Written instruction:
Convert the data below into a numbered list, omitting blank lines and excluding the pictures from the result.
===== Material for this exercise =====
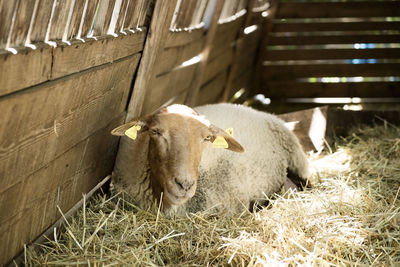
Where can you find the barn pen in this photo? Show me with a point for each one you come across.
(71, 71)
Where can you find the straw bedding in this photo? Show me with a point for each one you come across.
(351, 217)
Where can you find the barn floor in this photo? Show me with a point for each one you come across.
(350, 217)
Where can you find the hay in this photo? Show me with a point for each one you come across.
(352, 217)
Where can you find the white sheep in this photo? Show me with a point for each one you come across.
(172, 154)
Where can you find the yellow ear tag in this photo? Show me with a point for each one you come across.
(132, 132)
(220, 142)
(229, 131)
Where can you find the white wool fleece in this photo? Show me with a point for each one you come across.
(230, 181)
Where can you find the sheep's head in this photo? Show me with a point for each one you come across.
(178, 136)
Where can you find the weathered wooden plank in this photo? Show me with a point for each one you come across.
(7, 9)
(76, 18)
(159, 28)
(362, 89)
(218, 64)
(89, 17)
(103, 17)
(341, 39)
(59, 19)
(311, 54)
(175, 56)
(41, 21)
(121, 18)
(47, 120)
(62, 182)
(338, 9)
(212, 91)
(22, 21)
(28, 67)
(80, 56)
(184, 37)
(168, 85)
(287, 72)
(225, 37)
(336, 26)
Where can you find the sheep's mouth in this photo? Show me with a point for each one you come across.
=====
Answer to the problem:
1. Where can you find the barn pen in this photo? Show me with a point for each one you come across.
2. (71, 71)
3. Where can you find the straw bedding in this photo? Show me with a point for each one you come across.
4. (351, 217)
5. Where can you find the barn floor in this photo? Show me with a point for each one you come across.
6. (350, 217)
7. Where can you find the hay in this photo? Show me with a point for each one you come across.
8. (352, 217)
9. Where can you find the white sheep in this photo? Show me with a point for each one you come across.
10. (172, 154)
11. Where can you find the yellow ear tag in this photo? Show me with a point for each one you come across.
12. (132, 132)
13. (220, 142)
14. (229, 131)
15. Where can you find the white wool fleece in this photo? Show me with a point for each one you come across.
16. (230, 181)
17. Where can you find the sheep's head in this photo? Show me with a point for each one you come across.
18. (178, 136)
19. Where can you find the weathered wooden plank in this photo? Show me with a point for each one you come across.
20. (7, 9)
21. (76, 18)
22. (159, 28)
23. (362, 89)
24. (218, 64)
25. (89, 17)
26. (103, 17)
27. (341, 39)
28. (59, 19)
29. (311, 54)
30. (175, 56)
31. (41, 21)
32. (121, 18)
33. (47, 120)
34. (62, 182)
35. (338, 9)
36. (212, 91)
37. (22, 21)
38. (28, 67)
39. (80, 56)
40. (184, 37)
41. (168, 85)
42. (287, 72)
43. (225, 37)
44. (336, 26)
45. Where can you find the sheep's mouth in this photo? Show me with a point for each one you come across.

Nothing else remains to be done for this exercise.